* _Task instructions_
Would you please print the data a second time, exactly as it stands?

[Input — start]

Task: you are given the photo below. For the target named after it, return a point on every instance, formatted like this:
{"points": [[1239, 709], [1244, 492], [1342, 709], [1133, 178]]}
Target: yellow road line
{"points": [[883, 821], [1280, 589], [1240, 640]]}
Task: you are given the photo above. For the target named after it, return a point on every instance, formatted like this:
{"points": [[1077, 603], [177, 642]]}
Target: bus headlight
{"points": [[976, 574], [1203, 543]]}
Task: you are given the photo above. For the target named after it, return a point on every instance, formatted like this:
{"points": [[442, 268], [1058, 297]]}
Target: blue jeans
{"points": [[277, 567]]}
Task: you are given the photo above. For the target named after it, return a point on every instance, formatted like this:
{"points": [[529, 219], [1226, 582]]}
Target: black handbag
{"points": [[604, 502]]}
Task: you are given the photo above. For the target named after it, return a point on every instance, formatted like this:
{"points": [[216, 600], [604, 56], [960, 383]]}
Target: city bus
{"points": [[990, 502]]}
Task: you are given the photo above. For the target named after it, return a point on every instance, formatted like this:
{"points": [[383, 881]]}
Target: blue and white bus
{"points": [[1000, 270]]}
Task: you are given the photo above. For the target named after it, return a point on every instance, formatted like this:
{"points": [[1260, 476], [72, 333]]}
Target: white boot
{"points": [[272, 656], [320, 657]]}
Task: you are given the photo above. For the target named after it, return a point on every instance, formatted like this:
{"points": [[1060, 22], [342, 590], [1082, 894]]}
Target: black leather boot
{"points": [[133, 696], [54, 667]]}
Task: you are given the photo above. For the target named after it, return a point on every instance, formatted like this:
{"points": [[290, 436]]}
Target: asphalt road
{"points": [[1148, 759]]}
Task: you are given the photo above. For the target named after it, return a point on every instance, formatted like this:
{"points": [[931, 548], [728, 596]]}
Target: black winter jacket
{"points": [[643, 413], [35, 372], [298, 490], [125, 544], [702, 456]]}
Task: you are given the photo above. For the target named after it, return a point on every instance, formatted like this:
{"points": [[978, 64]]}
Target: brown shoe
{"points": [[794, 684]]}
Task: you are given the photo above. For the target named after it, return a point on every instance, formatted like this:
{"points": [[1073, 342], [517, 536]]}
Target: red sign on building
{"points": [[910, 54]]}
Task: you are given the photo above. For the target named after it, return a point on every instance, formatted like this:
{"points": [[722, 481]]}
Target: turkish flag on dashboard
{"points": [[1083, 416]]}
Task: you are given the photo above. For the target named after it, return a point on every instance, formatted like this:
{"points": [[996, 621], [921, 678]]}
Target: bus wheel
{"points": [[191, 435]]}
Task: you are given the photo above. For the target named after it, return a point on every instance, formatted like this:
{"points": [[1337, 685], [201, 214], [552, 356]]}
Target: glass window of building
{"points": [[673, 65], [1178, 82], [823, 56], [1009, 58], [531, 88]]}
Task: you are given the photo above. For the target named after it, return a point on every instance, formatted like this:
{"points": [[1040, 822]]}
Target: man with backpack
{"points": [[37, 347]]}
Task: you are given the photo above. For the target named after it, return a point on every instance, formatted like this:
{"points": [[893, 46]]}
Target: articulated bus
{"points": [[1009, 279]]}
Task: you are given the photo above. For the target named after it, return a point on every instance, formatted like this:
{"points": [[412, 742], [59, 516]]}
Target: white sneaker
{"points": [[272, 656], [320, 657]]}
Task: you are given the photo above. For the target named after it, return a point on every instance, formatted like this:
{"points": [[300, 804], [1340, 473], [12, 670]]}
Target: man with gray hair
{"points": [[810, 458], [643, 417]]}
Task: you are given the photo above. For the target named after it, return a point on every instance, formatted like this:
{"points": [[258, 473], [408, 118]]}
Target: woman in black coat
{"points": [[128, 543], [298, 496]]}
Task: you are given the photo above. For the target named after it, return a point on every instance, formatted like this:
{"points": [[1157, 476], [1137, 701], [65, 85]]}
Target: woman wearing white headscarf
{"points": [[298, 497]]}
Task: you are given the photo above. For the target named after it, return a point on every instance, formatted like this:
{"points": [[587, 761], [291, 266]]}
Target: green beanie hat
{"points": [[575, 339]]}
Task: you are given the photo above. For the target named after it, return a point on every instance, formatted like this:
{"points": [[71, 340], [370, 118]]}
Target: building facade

[Input — finish]

* _Written response_
Task: you are given the photo below. For the target named after it, return a point on every instance, formatted like this:
{"points": [[1239, 709], [1244, 492], [1342, 709], [1133, 178]]}
Target: yellow road line
{"points": [[883, 821], [1280, 589], [1240, 640]]}
Task: you are given the photo above. For the target named after it, return a point on every instance, formatted like this:
{"points": [[1077, 603], [177, 642]]}
Target: bus headlight
{"points": [[976, 574], [1203, 543]]}
Task: you are given the photo above. For the target named after it, return a point on every instance, formatted like this:
{"points": [[442, 268], [1058, 297]]}
Target: blue jeans
{"points": [[277, 567]]}
Task: you are given the photo above. For the target named after it, return a point on every instance, formatted like this:
{"points": [[529, 219], [1226, 582]]}
Target: black handbag
{"points": [[604, 502]]}
Task: you are given the photo above. For the target named after it, return a point on every instance, formatted like this:
{"points": [[216, 600], [604, 56], [960, 383]]}
Target: city bus
{"points": [[990, 502]]}
Task: you are given the photo above. For the target named after it, return a point on every instance, formatted like this:
{"points": [[383, 881]]}
Target: blue and white bus
{"points": [[1000, 270]]}
Task: you are given the photo above. For the target named after it, return a point on every instance, formatted like this:
{"points": [[1260, 476], [72, 333]]}
Target: white boot
{"points": [[272, 656], [320, 657]]}
Task: you are given the photo above. For the target named after it, return a point on every instance, formatted like this:
{"points": [[1060, 22], [342, 590], [1082, 894]]}
Target: black leather boot
{"points": [[133, 696], [54, 667]]}
Task: you are given the photo above. For the target named after it, return a point on every instance, formatted like this:
{"points": [[290, 436]]}
Target: asphalt road
{"points": [[1148, 759]]}
Task: you are given the photo above. For the target named after it, return a point on every instance, formatted like this:
{"points": [[931, 548], [728, 596]]}
Target: black winter jacket
{"points": [[643, 413], [35, 372], [298, 490], [125, 544], [702, 456]]}
Task: you are given the photo above. For the target named after it, return a point on every instance, formatted like this:
{"points": [[978, 64]]}
Target: brown shoe
{"points": [[794, 684]]}
Task: you are given the photo above. For the target named after it, return a point on every instance, formatted like this:
{"points": [[1073, 342], [517, 536]]}
Target: red sign on building
{"points": [[910, 54]]}
Task: you are given the photo above. For the target named after it, return a point on every instance, formatted like this:
{"points": [[722, 481]]}
Target: turkish flag on dashboard
{"points": [[1083, 416]]}
Task: you are given the photo above. For the target named after it, return a point on every instance, formatted like this:
{"points": [[996, 621], [921, 678]]}
Target: bus wheel
{"points": [[191, 435]]}
Task: you are given the photo above. For the target named after it, return a point on every instance, formatted like this:
{"points": [[1337, 685], [201, 214], [552, 356]]}
Target: glass window of building
{"points": [[673, 65], [1178, 82], [823, 56], [1009, 58], [531, 88]]}
Task: you are given the photo above. For the target named after it, return a point on every instance, formatted like this:
{"points": [[1040, 822]]}
Target: man with backpack
{"points": [[37, 347]]}
Task: you are given the photo above. For the target named after it, return a point on every instance, formatted like this:
{"points": [[893, 46]]}
Target: articulated bus
{"points": [[1009, 279]]}
Task: you are given the photo above. For the target named after it, return a point on every instance, formatted like this:
{"points": [[412, 742], [59, 516]]}
Target: white sneaker
{"points": [[272, 656], [320, 657]]}
Task: you are given the photo above. For the target named after it, return a point on every instance, formatted like this:
{"points": [[300, 804], [1340, 473], [12, 670]]}
Target: man with gray hair
{"points": [[810, 458], [643, 417]]}
Task: you are given the photo above. For the target named after it, return a point on every instance, formatted like this:
{"points": [[258, 473], [408, 118]]}
Target: woman in black coat
{"points": [[128, 543], [298, 496]]}
Task: you are given the photo above. For the target named after it, return a point on every instance, formatted like this:
{"points": [[1157, 476], [1137, 701], [65, 85]]}
Target: woman wearing white headscarf
{"points": [[298, 497]]}
Task: you are given the photo above. For the target named after it, return a point on every instance, formatted like this:
{"points": [[587, 761], [291, 266]]}
Target: green beanie hat
{"points": [[575, 339]]}
Task: you are given the photo above. For the target named after it, return a point on every instance, formatted like this:
{"points": [[71, 340], [370, 118]]}
Target: building facade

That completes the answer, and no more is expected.